| Your assignment |
Extend the piece on defining stress and identity for oneself, picking up right after its last sentence.

| Text |
=== Section Start ===

The Power to Define Your Life
Have you ever heard someone that is physically sick describe themselves as, I am flu or I am cancer? Typically we would expect to hear someone say, “I caught the flu” or “I have cancer.” It would be strange to hear someone define themselves as their illness and yet in the mental health world we hear people defining themselves regularly as their illness, “I’m OCD” or “I’m ADD” Why would someone choose to surrender their personal identity to someone else’s definition?
We have all heard someone say, “I am stressed!” I remember being in one of my master’s classes discussing the causes of stress and what methods were most effective in treating it. Causes sited for stress included: jobs, family, finances etc. Treatments discussed included: breathing, medication, exercise etc. In the midst of this discussion I asked the class if we should first be helping people to define stress before we validate it and begin treating it. The class, not understanding what I was implying wanted me to explain. I suggested that instead of simply allowing a client to adopt the world’s definition of stress; why not first empower the client to define what stress is or is not for them. If successful, this could possibly eliminate the need for treatment all together!

=== Section End ===

| Excerpted records |
=== Section Start ===

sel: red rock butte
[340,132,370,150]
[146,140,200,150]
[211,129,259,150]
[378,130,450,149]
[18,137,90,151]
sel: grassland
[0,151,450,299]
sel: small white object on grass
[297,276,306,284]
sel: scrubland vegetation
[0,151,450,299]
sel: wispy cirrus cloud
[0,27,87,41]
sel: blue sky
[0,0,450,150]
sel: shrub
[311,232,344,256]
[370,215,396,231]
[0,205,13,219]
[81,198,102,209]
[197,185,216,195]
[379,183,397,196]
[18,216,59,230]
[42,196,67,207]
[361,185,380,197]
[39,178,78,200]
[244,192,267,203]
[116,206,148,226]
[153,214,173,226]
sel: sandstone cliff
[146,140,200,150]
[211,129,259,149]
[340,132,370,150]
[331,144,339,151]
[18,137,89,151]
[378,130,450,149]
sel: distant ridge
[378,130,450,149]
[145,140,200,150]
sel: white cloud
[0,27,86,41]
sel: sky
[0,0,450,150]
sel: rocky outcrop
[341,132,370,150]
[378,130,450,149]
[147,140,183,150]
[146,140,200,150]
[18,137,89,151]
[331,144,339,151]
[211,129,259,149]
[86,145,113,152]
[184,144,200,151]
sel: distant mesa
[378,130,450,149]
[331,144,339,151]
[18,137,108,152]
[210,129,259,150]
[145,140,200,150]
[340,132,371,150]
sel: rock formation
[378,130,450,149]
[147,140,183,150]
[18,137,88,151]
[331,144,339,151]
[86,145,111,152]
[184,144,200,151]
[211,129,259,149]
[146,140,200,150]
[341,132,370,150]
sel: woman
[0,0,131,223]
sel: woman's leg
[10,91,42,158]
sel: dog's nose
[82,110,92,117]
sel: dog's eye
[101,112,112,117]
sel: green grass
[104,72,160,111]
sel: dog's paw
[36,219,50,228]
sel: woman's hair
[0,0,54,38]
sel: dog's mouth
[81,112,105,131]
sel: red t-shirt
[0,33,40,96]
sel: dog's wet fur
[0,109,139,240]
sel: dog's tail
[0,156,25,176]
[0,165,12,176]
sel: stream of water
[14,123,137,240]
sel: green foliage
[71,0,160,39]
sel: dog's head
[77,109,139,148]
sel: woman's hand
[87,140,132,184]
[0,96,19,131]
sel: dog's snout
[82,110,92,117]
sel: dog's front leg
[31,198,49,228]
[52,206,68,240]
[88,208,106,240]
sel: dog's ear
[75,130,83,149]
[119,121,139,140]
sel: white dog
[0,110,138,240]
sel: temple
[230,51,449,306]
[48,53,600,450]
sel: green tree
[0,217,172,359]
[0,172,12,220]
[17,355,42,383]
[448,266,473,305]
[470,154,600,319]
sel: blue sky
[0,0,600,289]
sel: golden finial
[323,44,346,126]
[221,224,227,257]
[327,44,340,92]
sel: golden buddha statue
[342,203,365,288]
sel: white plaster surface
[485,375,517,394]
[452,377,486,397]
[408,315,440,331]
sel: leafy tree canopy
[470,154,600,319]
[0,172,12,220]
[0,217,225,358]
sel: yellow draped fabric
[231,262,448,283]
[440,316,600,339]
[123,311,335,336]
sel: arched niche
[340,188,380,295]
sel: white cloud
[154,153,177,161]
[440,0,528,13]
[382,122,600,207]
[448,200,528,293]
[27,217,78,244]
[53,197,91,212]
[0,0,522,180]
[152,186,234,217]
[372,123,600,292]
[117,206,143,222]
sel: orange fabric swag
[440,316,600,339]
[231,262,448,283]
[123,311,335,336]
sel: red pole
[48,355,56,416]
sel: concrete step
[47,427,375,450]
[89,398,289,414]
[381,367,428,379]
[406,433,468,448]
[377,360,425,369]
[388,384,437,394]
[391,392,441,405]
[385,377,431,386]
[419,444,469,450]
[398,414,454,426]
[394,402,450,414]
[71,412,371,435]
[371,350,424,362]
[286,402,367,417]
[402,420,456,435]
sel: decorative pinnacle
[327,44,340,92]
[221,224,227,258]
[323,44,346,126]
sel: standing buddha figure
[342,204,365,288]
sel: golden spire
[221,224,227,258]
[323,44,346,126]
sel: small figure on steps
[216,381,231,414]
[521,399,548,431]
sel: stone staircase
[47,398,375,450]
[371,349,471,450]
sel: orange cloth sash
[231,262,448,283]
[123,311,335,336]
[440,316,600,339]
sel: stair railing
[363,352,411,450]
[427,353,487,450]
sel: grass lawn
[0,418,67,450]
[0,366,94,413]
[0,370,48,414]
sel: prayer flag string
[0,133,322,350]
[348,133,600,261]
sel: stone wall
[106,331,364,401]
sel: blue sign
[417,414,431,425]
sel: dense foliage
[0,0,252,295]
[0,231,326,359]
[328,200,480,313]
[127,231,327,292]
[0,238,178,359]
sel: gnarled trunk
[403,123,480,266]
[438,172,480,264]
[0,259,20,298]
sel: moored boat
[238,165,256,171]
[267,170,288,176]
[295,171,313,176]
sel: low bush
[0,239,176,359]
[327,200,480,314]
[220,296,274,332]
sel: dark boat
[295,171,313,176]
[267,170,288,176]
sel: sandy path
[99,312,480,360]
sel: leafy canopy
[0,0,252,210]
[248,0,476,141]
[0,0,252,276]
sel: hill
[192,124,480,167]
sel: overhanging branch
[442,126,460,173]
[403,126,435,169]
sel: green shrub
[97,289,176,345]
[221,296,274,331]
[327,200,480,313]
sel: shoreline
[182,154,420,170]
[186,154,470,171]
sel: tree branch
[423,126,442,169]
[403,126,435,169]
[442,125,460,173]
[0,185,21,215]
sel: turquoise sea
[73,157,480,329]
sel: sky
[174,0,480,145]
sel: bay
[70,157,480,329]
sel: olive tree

=== Section End ===

| Response below |
One of my favorite movie lines comes from a Western called Tombstone, the story of the OK corral. At the end of the movie as Doc Holiday (played by Val Kilmer) lay dying from tuberculosis he asks his long time friend Wyatt Earp (played by Kurt Russell), “what is it you want Wyatt?”, to which Wyatt replies, “I just want a normal life Doc” and then Doc says, “there’s no such thing as a normal life Wyatt, there’s just life and we get on with it”. The reason I enjoy this line is that it reminds me that using other people’s terms to define who I am or what I want may be misleading. Just as Wyatt believed that everyone else had something he did not, a normal life, Doc reminded him that only he (Wyatt) had the power to define what his life should be.
One of the great powers we have been given as a human being is the power to define our life. It is easy to gravitate to other’s definitions of how we should feel, what we should want or how we should think but ultimately this is our right. Defining who we are and having a vision of who we should become is at the core of our existence.
As you examine your life, reflect on the beneficial decisions you have made that you can truly call your own. How did you find the inspiration and courage to make those decisions? How have those decisions helped to shape your life? Now, look ahead at the coming week and visualize one thing you could define differently that would have a positive impact on you: how you see your marriage, what true friendship means, what a fulfilling job looks like etc. With this new definition in hand, create a simple plan of action that will solidify your new definition. In time you will find that you can be the owner of your life.